Problem to work on = Retype the entries below word for word, from the line containing "Exercise. Mark the cumulus" through the line containing "pixel 440 53", both included.

Source records =
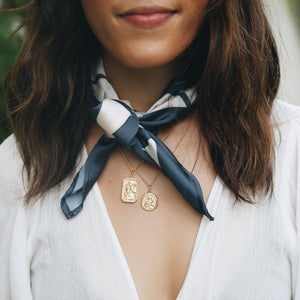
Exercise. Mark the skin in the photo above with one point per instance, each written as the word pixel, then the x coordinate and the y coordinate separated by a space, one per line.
pixel 147 57
pixel 140 63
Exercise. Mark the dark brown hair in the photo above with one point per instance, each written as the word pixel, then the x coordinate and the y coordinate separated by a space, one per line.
pixel 49 93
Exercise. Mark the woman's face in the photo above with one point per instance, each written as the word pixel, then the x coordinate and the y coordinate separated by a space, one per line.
pixel 145 33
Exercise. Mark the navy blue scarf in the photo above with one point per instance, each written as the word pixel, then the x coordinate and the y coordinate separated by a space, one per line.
pixel 135 130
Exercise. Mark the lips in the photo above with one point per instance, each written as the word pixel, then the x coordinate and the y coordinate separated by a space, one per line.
pixel 147 17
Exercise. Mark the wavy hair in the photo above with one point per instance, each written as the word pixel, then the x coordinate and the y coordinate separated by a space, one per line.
pixel 48 92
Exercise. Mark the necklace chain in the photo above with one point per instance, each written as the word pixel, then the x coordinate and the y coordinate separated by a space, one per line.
pixel 135 169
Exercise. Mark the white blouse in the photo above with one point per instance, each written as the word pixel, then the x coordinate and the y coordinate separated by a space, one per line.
pixel 248 252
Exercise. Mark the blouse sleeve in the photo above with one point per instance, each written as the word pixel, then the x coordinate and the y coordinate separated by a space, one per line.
pixel 14 256
pixel 289 183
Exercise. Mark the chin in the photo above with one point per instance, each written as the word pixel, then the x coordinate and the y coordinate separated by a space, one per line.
pixel 146 58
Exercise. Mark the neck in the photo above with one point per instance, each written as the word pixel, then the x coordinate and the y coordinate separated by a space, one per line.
pixel 141 87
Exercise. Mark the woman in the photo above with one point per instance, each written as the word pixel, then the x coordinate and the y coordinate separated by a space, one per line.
pixel 108 212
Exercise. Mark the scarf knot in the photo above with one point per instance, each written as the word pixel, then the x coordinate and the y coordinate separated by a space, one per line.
pixel 135 130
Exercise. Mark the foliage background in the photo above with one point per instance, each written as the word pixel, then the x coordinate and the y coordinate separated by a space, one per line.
pixel 9 47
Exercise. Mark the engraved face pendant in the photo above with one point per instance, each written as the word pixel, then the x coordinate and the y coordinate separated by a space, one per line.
pixel 149 201
pixel 130 190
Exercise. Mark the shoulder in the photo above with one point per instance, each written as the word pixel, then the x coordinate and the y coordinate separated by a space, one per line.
pixel 11 179
pixel 11 166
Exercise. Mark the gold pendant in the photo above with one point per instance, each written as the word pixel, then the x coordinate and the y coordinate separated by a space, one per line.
pixel 149 201
pixel 130 190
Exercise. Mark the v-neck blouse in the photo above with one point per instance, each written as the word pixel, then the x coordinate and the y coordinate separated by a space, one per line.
pixel 250 251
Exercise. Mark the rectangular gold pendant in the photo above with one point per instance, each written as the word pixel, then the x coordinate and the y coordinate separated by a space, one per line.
pixel 130 190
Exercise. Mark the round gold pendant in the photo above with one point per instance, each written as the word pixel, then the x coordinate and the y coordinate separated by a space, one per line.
pixel 149 201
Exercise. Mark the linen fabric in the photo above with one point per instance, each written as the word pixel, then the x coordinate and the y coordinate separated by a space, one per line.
pixel 136 131
pixel 248 252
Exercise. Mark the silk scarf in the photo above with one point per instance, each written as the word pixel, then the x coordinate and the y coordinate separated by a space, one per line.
pixel 136 130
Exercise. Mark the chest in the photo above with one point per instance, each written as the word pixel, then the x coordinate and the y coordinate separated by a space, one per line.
pixel 244 254
pixel 157 244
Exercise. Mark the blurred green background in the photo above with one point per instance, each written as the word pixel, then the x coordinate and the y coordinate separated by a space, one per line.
pixel 9 47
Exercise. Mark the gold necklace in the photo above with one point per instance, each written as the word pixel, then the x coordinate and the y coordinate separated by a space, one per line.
pixel 130 186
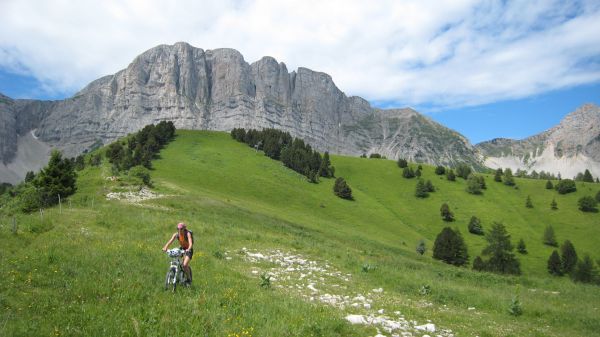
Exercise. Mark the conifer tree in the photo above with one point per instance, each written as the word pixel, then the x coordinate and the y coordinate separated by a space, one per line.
pixel 554 265
pixel 549 237
pixel 498 175
pixel 568 257
pixel 447 215
pixel 499 249
pixel 450 247
pixel 475 226
pixel 521 248
pixel 528 202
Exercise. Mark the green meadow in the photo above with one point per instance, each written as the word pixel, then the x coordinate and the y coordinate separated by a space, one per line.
pixel 94 267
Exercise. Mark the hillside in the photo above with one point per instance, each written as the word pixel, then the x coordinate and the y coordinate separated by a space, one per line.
pixel 95 267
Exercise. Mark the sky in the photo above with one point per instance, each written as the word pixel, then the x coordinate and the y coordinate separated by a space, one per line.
pixel 486 69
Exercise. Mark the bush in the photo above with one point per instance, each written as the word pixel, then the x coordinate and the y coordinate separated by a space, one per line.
pixel 450 247
pixel 565 186
pixel 341 189
pixel 475 226
pixel 587 204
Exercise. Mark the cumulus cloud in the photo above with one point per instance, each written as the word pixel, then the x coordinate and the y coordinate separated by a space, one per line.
pixel 440 53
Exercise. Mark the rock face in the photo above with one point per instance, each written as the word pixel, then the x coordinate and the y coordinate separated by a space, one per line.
pixel 568 148
pixel 218 90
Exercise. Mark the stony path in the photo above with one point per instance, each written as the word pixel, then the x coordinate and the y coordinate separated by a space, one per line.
pixel 321 282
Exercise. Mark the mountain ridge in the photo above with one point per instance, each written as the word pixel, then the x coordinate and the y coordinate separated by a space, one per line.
pixel 218 90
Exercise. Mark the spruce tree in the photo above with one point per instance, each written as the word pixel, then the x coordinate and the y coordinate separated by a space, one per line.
pixel 501 259
pixel 341 189
pixel 450 175
pixel 421 248
pixel 446 214
pixel 450 247
pixel 528 202
pixel 421 189
pixel 475 226
pixel 584 270
pixel 568 256
pixel 587 204
pixel 549 237
pixel 554 264
pixel 587 176
pixel 521 248
pixel 498 175
pixel 508 178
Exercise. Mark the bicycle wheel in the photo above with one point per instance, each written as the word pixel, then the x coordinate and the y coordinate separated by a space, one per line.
pixel 168 279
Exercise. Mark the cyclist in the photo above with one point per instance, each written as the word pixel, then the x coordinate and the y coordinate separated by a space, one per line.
pixel 186 241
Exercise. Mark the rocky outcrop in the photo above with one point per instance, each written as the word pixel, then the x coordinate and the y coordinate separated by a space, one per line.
pixel 568 148
pixel 219 90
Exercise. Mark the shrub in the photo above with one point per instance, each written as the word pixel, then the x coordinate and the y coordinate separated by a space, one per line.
pixel 565 186
pixel 450 247
pixel 587 204
pixel 475 226
pixel 341 189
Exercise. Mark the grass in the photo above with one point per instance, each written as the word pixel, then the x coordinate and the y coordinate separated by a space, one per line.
pixel 96 268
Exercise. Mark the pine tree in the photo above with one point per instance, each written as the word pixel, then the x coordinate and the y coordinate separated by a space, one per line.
pixel 341 189
pixel 584 270
pixel 447 215
pixel 568 256
pixel 554 265
pixel 475 226
pixel 587 204
pixel 57 178
pixel 549 237
pixel 521 248
pixel 421 189
pixel 450 175
pixel 587 176
pixel 498 175
pixel 528 202
pixel 499 249
pixel 450 247
pixel 508 178
pixel 421 248
pixel 478 264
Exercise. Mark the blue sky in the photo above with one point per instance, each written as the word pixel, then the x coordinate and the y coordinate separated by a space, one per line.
pixel 486 69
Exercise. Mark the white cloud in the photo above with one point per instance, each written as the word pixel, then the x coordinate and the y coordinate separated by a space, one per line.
pixel 439 53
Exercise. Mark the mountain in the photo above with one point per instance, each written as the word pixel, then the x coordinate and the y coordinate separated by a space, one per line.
pixel 569 148
pixel 218 90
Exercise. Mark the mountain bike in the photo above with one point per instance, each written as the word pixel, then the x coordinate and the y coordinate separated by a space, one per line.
pixel 176 274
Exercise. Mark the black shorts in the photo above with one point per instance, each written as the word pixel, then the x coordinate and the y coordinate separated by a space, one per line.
pixel 189 253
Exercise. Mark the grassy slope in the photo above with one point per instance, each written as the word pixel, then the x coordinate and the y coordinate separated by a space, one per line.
pixel 98 271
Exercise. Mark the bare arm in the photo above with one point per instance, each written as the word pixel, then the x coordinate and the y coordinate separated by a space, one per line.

Response =
Exercise. Mark the cumulus cloud in the photo above with one point per instance, each written as the word pixel, then the x coordinate and the y coordinate separated by a space, one per line.
pixel 440 53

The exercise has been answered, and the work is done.